**Problem description:**
Scan the entries and copy each line where the word "Spot" is present.

Point localization data:

┄┄┄┄┄┄┄┄┄┄┄┄┄┄┄┄┄┄┄┄

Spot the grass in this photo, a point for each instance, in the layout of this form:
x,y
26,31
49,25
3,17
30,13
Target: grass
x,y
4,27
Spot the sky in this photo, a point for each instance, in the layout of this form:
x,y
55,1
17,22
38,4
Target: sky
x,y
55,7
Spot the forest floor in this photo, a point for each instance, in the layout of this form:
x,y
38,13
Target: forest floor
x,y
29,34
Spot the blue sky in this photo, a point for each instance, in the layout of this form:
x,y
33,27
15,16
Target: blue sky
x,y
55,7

┄┄┄┄┄┄┄┄┄┄┄┄┄┄┄┄┄┄┄┄

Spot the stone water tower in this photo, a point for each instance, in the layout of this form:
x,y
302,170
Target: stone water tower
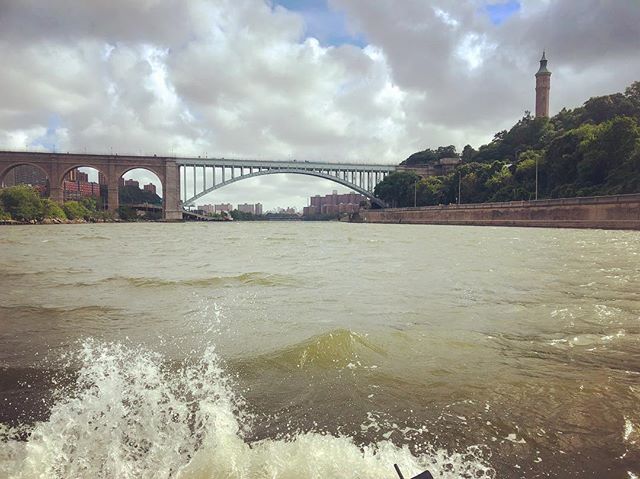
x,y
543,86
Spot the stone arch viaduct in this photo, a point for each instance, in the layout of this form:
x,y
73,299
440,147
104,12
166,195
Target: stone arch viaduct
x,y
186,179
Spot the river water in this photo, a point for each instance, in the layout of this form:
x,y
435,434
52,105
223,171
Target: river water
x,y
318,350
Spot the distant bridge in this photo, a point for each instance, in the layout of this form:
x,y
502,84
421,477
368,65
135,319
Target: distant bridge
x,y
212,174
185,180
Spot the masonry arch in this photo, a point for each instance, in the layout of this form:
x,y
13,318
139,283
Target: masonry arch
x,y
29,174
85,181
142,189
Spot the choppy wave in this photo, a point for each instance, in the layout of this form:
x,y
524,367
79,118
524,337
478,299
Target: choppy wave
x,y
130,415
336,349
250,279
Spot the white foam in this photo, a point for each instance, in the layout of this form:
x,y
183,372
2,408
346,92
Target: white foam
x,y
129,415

┄┄┄┄┄┄┄┄┄┄┄┄┄┄┄┄┄┄┄┄

**Output for this task:**
Spot the grass in this photo, a point for each instance, in the layout of this form:
Spot the sky in this photo, a point for each instance, in the layout of this form:
Spot the forest floor in this photo, a point for each instance, in the layout of this form:
Spot the blue sky in this photo, a point for each instance, in the layout of this form:
Spot the stone water tower in this photo, a point for each instance, in the layout of this form:
Spot the stone arch viaduct in this photo, a point for each instance, in the layout of this form:
Spot the river water in this photo, a point for each instance, in the layout of this form:
Spot the distant bridge in this photo, a point for each instance, in the layout of this form:
Spot the masonry arch in this photo, a point for each instance, in the layout of this form:
Spot the choppy wave in this photo, a point for each instance, in the layout of this form:
Spot the white foam in this photo, a point for each instance, in the layout of this form:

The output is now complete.